[[ Information supplied open ]]
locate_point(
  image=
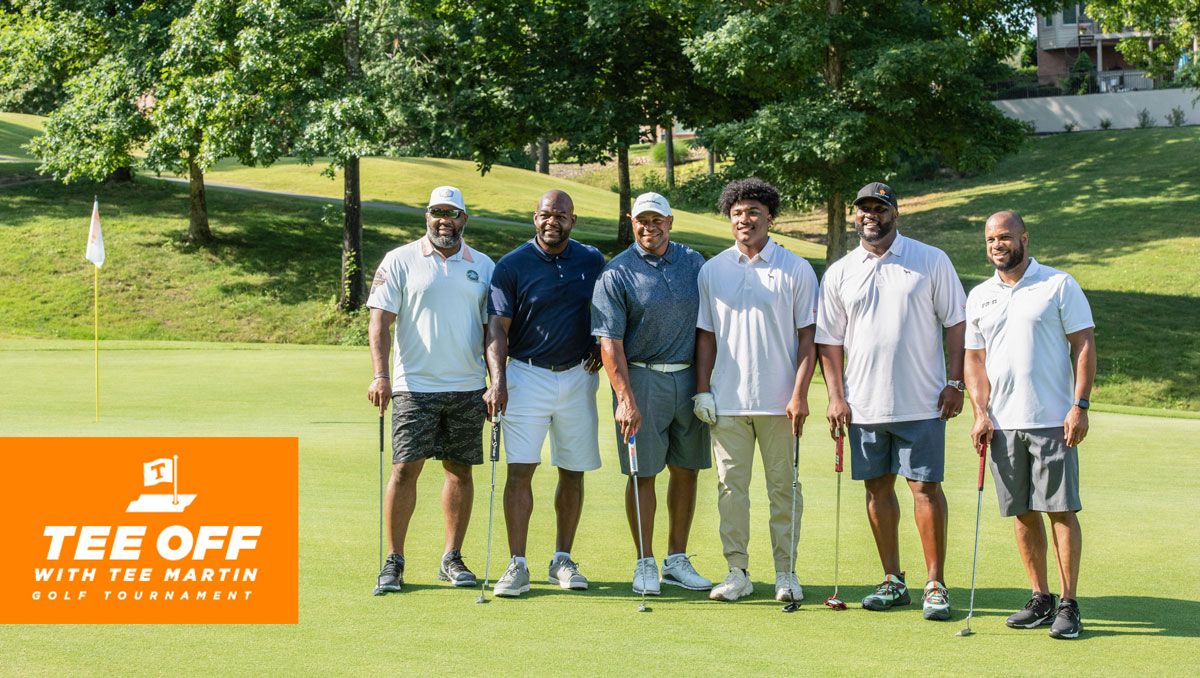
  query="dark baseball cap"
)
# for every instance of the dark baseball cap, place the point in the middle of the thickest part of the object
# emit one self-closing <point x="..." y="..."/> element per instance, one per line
<point x="879" y="191"/>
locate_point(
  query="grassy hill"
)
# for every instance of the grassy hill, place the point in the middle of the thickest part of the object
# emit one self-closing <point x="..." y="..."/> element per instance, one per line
<point x="1116" y="209"/>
[[ Information supplied closed ]]
Task item - Among the lines of the material, count those that contain the string "query" and state only that count.

Finished exercise - 2